### Prompt:
Which lines of the records contain the string "shirt"? Pick out each of them and copy it.

··· Records for this exercise ···

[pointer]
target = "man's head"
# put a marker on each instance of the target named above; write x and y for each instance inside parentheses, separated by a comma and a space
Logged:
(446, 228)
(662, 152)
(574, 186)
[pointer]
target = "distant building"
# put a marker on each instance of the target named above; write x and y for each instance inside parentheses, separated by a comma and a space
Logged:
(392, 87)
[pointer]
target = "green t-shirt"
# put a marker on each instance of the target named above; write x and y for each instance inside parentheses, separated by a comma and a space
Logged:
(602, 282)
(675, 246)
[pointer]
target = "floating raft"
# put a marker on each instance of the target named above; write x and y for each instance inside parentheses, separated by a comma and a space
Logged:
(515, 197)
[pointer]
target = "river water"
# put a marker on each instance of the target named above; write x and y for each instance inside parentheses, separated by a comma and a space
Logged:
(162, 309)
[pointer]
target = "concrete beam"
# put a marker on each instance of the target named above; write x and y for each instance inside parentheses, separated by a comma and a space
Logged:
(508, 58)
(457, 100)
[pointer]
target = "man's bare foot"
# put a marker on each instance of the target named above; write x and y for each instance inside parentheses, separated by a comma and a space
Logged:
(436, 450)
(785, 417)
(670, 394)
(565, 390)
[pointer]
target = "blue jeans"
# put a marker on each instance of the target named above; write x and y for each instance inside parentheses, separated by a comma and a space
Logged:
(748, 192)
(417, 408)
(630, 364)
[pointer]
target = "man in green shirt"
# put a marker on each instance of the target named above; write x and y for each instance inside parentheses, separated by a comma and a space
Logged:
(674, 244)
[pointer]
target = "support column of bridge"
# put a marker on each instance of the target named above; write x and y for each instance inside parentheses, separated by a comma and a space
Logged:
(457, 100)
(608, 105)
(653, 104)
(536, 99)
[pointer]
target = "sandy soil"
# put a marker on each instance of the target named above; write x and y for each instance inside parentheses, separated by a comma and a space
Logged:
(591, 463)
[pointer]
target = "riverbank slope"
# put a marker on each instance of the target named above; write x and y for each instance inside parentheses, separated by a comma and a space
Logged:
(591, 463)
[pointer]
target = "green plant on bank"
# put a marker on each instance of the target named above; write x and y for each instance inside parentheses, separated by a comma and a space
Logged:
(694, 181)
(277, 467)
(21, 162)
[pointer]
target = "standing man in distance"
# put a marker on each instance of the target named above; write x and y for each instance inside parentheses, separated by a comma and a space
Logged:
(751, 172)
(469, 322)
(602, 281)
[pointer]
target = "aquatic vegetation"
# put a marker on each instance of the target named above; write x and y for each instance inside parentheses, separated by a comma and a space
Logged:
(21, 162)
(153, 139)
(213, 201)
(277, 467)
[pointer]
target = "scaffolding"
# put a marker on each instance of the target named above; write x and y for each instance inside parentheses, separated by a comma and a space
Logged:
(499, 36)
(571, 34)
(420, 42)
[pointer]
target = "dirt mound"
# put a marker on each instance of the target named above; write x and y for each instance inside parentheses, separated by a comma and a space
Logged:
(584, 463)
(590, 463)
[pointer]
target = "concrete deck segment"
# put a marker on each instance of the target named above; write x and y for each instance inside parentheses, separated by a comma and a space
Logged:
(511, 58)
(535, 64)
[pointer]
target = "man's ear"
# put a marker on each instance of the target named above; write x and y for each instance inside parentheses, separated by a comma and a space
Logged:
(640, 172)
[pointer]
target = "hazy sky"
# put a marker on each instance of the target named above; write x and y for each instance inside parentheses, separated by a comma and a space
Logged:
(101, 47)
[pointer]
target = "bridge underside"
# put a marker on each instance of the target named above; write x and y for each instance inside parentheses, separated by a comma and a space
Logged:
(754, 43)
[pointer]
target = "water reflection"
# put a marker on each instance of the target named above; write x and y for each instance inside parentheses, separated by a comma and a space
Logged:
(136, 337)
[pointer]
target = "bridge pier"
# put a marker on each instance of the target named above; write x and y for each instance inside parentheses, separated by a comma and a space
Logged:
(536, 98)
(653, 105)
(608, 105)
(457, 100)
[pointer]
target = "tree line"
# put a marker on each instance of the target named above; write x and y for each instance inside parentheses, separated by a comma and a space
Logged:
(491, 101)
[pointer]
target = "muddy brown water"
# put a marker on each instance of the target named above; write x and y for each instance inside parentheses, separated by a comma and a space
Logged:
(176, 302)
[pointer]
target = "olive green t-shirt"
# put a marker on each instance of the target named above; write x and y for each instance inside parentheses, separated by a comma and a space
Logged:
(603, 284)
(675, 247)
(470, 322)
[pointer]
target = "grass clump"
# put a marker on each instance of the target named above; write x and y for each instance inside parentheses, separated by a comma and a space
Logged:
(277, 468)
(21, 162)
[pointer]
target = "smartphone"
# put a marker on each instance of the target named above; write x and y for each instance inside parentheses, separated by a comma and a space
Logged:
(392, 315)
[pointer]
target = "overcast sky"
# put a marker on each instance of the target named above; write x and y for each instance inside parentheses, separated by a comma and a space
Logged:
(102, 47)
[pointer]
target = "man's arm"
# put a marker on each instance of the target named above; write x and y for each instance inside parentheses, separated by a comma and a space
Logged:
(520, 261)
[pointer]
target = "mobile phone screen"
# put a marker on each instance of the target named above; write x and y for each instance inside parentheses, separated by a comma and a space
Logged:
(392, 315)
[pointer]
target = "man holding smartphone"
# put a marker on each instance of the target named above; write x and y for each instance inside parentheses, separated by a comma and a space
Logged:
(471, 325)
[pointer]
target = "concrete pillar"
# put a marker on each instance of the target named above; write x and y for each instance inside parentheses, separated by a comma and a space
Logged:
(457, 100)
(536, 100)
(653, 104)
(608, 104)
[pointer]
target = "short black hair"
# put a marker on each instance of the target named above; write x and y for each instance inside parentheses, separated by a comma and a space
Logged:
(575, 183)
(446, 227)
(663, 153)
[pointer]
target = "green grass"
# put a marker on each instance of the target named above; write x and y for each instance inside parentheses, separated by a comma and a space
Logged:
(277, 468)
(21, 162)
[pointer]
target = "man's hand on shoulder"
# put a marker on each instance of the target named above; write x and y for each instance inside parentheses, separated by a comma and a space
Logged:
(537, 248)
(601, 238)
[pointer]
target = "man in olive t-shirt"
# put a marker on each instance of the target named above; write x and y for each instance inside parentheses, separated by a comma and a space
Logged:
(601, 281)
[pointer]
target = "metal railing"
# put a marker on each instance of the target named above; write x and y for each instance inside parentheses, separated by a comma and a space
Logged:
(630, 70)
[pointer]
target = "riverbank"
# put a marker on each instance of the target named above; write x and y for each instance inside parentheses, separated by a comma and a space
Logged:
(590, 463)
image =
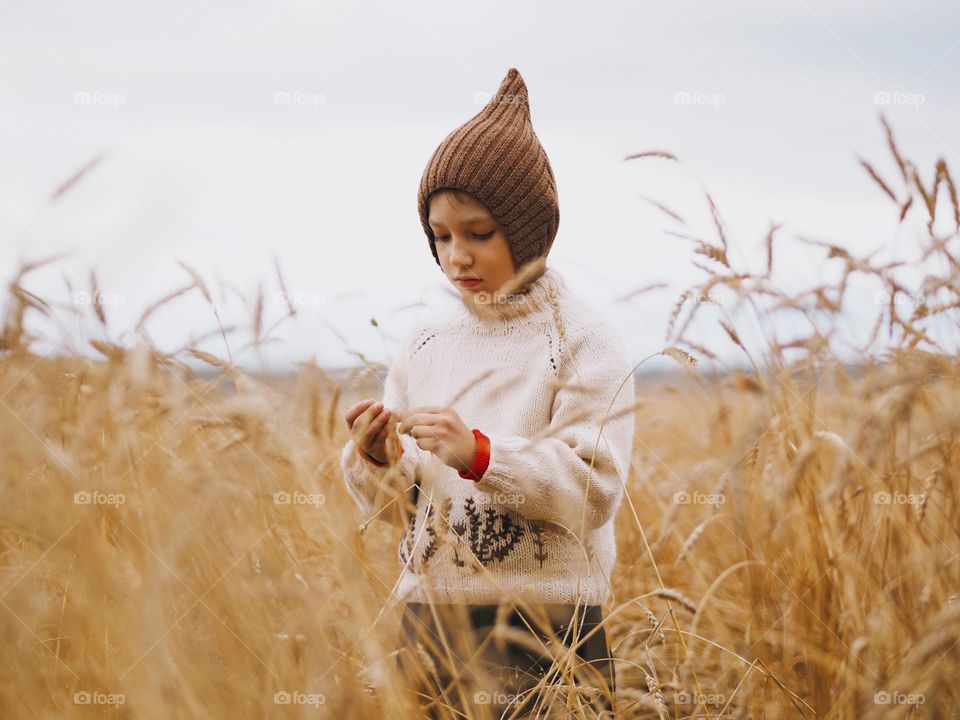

···

### Correct answer:
target = "green t-shirt"
target = "man in green shirt"
target = "olive green t-shirt"
target = "man in olive t-shirt"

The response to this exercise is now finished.